GEGEVEN TEKST:

Artikel 3. Buitenlandse dienstreis

  • 1. Voor een dienstreis in het gemeentelijk belang buiten Nederland is vooraf toestemming van het college vereist.

  • 2. Bij het verzoek om toestemming dient vooraf een opgave te worden gedaan van de noodzakelijke en redelijkerwijs te maken studie-, reis- en verblijfkosten.

  • 3. Het college kan aan de toestemming voorwaarden verbinden.

Artikel 4. Nadere regels niet-partijpolitiek georiënteerde scholing burgemeester en wethouders

  • 1. De burgemeester of de wethouder die willen deelnemen aan niet-partijpolitiek georiënteerde scholing bedoeld in artikel 3.3.3 Rechtspositiebesluit decentrale politieke ambtsdragers in verband met de vervulling van hun functie dienen daartoe vooraf een gemotiveerde aanvraag in bij de secretaris.

  • 2. Deze aanvraag gaat vergezeld van stukken met inhoudelijke informatie en een kostenspecificatie.

  • 3. Het college beslist op de aanvraag op basis van de overlegde stukken.

Artikel 5. Informatie- en communicatievoorzieningen

  • 1. De burgemeester of de wethouder tekent een bruikleenovereenkomst wanneer hem ten laste van de gemeente voor de duur van de uitoefening van zijn functie informatie- en communicatievoorzieningen ter beschikking worden gesteld als bedoeld in artikel 3.3.2 Rechtspositiebesluit decentrale politieke ambtsdragers. Het college stelt het model van de bruikleenovereenkomst vast.

OPDRACHT 1:
Bij wie dienen de burgemeester of de wethouder volgens de regeling over dienstreizen en scholing een aanvraag in voor niet-partijpolitiek georiënteerde scholing?
OPDRACHT 2:
Schrijf de regeling over dienstreizen, scholing en voorzieningen verder, te beginnen na de zin over het model van de bruikleenovereenkomst.

MATERIAALFRAGMENT:
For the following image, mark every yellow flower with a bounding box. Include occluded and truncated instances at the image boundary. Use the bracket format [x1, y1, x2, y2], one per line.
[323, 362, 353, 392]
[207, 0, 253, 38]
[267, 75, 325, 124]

ANTWOORD 1:
Bij de secretaris.

ANTWOORD 2:
  • 2. De burgemeester of de wethouder levert na beëindiging van zijn functie de ter beschikking gestelde informatie- en communicatievoorzieningen in bij de gemeente.

Artikel 6. Aanwijzing als eindheffingsbestanddeel

  • 1. Als eindheffingsbestanddeel als bedoeld in artikel 31, eerste lid, onderdeel f, van de Wet op de loonbelasting 1964 worden aangewezen de vergoedingen, tegemoetkomingen en verstrekkingen, genoemd in artikel 3.3.8 van het Rechtspositiebesluit decentrale politieke ambtsdragers.

  • 2. Als eindheffingsbestanddeel als bedoeld in artikel 31, eerste lid, onderdeel f, van de Wet op de loonbelasting 1964 worden verder aangewezen de vergoedingen, tegemoetkomingen en verstrekkingen, genoemd in deze regeling, voor zover deze worden gerekend tot een vergoeding, tegemoetkoming of verstrekking als bedoeld in artikel 31a, tweede lid, onderdelen a tot en met h, van de Wet op de Loonbelasting 1964.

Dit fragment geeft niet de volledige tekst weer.